• **Yönerge 1**: Aşağıdaki Aleviler konferansı haberinden "Cumhuriyetin 100. Yılında Aleviler başlıklı" ile "Esengül Demir yaptı." arasındaki kısmı, iki uç da dahil olmak üzere, hiç değiştirmeden geri döndür.

• **Verilen Metin**:
+ + + +

Cumhuriyetin 100. Yılında Aleviler başlıklı konferansta konuşan DEM Parti Eş Genel Başkanı Hatimoğulları, AKP’nin son dönemde Alevilere karşı uyguladığı asimilasyon politikalarına değinerek ‘Cemevleri Kültür ve Turizm Bakanlığı’na bağlanacak yerler değildir’ dedi. Hatimoğulları, Cumhuriyetin 100. yılına atıfla, ‘100 yıllık Türk-İslam sentezinin bedelini ödüyoruz’ vurgusu yaptı
Halkların Eşitlik ve Demokrasi Partisi (DEM Parti) Halklar ve İnançlar Komisyonu, HDK ve Alevi kurumları İstanbul’da Cumhuriyetin 100. Yılında Aleviler Konferansı düzenledi.
Şişli Cemil Candaş Kültür Merkezi’nde düzenlenen konferans zakirlerin deyişleriyle başladı.
Konferansın açılış konuşmasını DEM Parti Eş Genel Başkanı Tülay Hatimoğulları ve HDK Eş Sözcüsü Esengül Demir yaptı.
Cumhuriyet tarihi boyunca Alevilerin katliamlara maruz kaldığını belirten Tülay Hatimoğulları, Alevilerin buna karşı mücadele verdiğinin altını çizdi.
Tülay Hatimoğulları, “100 yıldır bize dayatılan katliamlara ve baskılara karşı, Türkiye’deki ırkçı ve tekçi anlayışa karşı verilen bir mücadelenin neferleriyiz, neferlerisiniz. 100 yıllık tarihimizde Koçgiri, Dersim, Maraş, Çorum Sivas, Gazi ve Ümraniye’de Aleviler bir katliamlar silsilesiyle karşılaştı. Yine Suriye’deki katliamlarda Türkiye’deki egemenlerin, mevcut iktidarın parmağı vardı” dedi.

+ + + +

• **İşlenecek Satırlar**:
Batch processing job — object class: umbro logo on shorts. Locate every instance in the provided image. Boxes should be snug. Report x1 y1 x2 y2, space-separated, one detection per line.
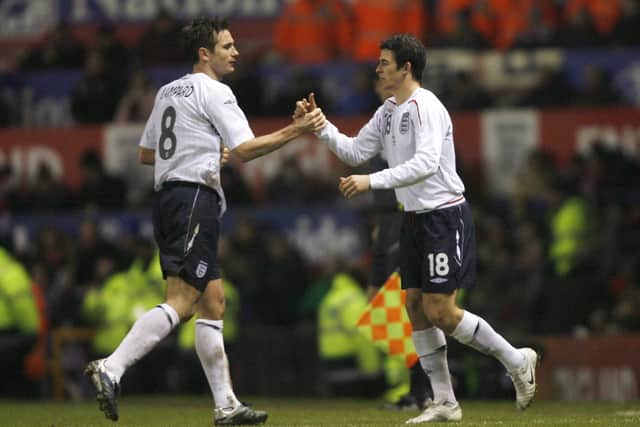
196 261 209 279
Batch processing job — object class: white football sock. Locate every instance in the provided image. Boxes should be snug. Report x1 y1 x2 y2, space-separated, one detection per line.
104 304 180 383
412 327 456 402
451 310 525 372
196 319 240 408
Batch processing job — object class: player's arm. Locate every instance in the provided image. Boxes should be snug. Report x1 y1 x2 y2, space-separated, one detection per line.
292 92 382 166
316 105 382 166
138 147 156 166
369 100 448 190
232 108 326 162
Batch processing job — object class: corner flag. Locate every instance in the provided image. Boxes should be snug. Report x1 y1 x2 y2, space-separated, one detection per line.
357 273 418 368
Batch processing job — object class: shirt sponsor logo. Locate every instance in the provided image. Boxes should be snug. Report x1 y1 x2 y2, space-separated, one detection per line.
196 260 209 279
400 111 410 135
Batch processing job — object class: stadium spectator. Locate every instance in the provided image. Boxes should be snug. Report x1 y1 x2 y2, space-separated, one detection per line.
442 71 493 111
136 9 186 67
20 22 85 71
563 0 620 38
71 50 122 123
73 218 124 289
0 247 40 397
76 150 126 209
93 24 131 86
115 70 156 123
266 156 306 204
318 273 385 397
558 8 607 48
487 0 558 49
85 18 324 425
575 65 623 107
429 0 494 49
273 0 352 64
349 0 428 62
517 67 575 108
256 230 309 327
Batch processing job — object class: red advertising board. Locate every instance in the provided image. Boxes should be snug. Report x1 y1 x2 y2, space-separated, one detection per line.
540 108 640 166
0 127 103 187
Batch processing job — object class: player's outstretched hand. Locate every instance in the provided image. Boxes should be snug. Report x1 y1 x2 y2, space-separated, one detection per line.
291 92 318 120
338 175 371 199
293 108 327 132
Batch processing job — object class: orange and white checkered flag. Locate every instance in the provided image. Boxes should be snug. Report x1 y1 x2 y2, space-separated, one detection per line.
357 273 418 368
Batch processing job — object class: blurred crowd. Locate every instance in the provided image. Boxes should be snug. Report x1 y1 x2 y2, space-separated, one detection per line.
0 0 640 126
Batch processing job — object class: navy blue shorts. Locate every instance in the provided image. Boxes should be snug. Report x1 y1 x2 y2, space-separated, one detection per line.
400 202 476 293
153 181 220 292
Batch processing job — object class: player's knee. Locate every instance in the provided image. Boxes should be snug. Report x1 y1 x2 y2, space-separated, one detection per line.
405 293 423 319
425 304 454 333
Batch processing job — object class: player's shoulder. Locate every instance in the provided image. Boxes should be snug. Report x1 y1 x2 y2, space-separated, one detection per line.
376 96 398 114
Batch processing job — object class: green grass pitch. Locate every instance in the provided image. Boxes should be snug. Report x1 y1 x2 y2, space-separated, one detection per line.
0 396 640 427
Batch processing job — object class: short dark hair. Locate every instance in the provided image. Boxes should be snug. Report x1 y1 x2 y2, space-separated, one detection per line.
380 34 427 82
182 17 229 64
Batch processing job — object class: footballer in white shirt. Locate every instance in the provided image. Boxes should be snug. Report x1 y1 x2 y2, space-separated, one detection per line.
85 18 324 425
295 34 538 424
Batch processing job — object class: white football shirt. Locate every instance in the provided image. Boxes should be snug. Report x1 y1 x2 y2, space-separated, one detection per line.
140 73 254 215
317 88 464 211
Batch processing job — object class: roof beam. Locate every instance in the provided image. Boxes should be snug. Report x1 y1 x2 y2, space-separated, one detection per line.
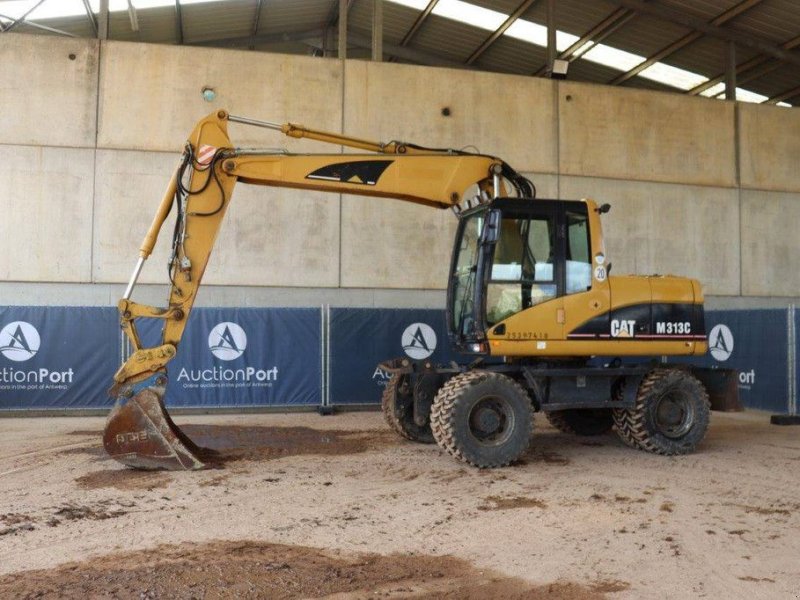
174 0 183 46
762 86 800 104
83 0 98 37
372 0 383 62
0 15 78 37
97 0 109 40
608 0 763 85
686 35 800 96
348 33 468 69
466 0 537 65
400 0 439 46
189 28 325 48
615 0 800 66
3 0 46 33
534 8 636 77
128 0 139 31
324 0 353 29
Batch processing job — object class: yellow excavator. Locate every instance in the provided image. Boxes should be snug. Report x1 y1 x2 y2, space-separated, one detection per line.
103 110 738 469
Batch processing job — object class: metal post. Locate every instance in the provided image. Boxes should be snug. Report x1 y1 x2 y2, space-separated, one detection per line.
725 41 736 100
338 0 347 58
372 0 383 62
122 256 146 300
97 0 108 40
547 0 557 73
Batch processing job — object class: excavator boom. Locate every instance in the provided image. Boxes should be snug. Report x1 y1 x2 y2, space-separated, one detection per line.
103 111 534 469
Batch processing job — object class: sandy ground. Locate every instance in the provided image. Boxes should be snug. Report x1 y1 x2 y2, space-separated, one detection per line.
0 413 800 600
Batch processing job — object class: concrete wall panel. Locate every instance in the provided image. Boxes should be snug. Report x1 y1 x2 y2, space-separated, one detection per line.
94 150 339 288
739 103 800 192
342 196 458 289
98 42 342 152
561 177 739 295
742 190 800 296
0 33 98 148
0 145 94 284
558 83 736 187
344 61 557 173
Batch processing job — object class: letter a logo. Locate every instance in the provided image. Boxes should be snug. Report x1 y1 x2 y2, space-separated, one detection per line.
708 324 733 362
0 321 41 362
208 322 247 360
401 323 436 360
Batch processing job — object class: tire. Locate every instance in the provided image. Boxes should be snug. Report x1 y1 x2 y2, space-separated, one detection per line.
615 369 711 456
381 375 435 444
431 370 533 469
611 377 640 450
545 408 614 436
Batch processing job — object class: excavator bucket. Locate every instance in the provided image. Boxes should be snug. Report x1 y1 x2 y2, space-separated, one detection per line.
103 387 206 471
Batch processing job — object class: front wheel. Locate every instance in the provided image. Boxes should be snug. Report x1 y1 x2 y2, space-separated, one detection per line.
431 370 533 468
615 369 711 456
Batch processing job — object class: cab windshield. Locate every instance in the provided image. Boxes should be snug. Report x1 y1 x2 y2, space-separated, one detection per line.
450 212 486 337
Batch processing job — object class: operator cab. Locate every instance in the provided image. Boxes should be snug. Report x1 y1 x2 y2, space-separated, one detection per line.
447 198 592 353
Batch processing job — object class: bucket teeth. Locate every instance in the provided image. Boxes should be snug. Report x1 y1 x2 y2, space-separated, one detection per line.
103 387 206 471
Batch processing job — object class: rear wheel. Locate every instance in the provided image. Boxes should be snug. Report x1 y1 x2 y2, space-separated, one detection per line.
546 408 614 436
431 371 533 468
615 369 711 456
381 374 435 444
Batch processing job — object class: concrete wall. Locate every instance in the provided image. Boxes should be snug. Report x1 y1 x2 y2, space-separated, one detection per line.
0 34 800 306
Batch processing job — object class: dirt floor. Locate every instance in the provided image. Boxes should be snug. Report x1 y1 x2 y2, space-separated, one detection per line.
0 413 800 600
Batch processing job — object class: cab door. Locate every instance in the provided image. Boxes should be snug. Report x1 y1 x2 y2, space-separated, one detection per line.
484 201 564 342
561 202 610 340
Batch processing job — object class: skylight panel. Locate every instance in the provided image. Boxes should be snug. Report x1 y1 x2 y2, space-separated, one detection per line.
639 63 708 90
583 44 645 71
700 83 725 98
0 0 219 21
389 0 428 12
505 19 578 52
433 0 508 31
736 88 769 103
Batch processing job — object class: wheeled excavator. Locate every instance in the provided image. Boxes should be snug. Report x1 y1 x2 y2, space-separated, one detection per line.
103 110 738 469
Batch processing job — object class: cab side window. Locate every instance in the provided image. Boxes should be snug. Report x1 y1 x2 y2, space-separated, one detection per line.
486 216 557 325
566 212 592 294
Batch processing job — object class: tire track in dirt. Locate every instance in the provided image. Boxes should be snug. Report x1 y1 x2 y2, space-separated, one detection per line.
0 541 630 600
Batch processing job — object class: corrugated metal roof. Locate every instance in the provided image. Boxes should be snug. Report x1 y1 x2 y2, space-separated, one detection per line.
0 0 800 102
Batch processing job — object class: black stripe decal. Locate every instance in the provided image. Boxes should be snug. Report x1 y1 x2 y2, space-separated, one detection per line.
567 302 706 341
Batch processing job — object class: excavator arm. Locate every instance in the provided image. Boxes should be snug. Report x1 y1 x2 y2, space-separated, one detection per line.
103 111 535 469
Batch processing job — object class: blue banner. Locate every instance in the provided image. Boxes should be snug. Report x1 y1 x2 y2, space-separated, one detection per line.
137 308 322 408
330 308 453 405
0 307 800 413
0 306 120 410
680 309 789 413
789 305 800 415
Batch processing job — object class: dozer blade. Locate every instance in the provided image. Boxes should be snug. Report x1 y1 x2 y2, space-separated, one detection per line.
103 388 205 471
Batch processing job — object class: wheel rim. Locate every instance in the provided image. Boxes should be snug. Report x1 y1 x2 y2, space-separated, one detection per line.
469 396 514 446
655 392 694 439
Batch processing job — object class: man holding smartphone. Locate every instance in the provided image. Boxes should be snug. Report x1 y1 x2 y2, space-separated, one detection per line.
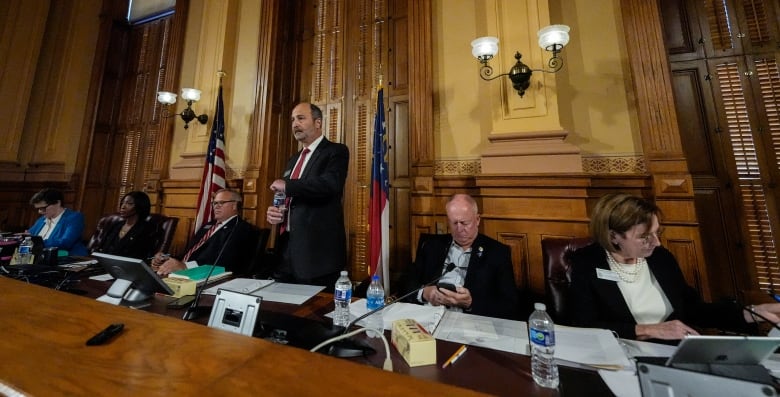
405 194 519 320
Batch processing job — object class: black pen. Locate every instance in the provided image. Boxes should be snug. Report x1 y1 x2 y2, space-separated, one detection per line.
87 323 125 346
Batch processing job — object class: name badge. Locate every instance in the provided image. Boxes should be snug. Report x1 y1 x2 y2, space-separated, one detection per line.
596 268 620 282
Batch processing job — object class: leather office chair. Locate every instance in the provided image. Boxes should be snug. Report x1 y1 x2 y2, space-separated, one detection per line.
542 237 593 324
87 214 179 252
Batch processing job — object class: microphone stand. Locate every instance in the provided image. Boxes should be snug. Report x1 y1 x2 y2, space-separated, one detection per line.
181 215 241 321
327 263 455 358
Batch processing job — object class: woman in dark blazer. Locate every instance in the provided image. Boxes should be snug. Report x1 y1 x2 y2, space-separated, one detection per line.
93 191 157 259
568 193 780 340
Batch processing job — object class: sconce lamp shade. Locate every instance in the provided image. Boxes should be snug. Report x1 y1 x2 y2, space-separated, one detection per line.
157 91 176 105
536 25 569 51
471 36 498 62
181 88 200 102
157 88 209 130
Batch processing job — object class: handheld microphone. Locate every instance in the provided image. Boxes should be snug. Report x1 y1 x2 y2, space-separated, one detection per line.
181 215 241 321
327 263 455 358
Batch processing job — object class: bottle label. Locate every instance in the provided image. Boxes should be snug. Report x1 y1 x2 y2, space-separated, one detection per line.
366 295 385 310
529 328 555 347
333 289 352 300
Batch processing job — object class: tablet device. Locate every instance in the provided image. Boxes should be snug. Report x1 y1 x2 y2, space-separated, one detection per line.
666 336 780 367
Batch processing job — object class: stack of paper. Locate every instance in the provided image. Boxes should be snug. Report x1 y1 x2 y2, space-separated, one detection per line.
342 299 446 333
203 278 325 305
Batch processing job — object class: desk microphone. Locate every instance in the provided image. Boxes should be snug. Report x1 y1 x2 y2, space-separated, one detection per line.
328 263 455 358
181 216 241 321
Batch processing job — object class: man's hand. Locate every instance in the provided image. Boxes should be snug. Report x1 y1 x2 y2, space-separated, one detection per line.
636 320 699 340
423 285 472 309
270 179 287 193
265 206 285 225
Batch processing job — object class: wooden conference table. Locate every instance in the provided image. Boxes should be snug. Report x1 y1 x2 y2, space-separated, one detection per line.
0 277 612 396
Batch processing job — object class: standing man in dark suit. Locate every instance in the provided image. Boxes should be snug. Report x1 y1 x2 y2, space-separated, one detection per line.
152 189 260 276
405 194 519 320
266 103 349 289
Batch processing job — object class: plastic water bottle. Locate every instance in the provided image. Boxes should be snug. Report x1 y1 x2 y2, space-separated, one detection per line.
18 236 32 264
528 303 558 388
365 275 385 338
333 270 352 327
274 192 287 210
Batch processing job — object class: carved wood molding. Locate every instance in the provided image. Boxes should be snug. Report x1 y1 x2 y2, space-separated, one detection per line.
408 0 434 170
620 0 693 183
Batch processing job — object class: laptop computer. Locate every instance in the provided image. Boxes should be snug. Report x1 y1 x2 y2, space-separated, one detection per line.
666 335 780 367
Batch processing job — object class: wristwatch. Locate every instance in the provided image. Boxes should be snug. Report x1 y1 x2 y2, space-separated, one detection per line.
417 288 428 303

+ + + +

• **Yönerge 2**: Yukarıdaki satırların başından "196 261 209 279" içeren satıra kadar, bu satır da dahil, isteklerle birlikte bütün satırları yeniden ölçekleyerek ver: cevaplardaki kutu koordinatlarını 0,85 ile çarpıp tam sayıya yuvarla, buçuklu değerleri yukarı yuvarla. Resimleri cevaba koyma ve bu aralığın dışındaki hiçbir satırı ekleme.

• **Yazılı Çözüm 1**:
Cumhuriyetin 100. Yılında Aleviler başlıklı konferansta konuşan DEM Parti Eş Genel Başkanı Hatimoğulları, AKP’nin son dönemde Alevilere karşı uyguladığı asimilasyon politikalarına değinerek ‘Cemevleri Kültür ve Turizm Bakanlığı’na bağlanacak yerler değildir’ dedi. Hatimoğulları, Cumhuriyetin 100. yılına atıfla, ‘100 yıllık Türk-İslam sentezinin bedelini ödüyoruz’ vurgusu yaptı
Halkların Eşitlik ve Demokrasi Partisi (DEM Parti) Halklar ve İnançlar Komisyonu, HDK ve Alevi kurumları İstanbul’da Cumhuriyetin 100. Yılında Aleviler Konferansı düzenledi.
Şişli Cemil Candaş Kültür Merkezi’nde düzenlenen konferans zakirlerin deyişleriyle başladı.
Konferansın açılış konuşmasını DEM Parti Eş Genel Başkanı Tülay Hatimoğulları ve HDK Eş Sözcüsü Esengül Demir yaptı.

• **Yazılı Çözüm 2**:
Batch processing job — object class: umbro logo on shorts. Locate every instance in the provided image. Boxes should be snug. Report x1 y1 x2 y2, space-separated, one detection per line.
167 222 178 237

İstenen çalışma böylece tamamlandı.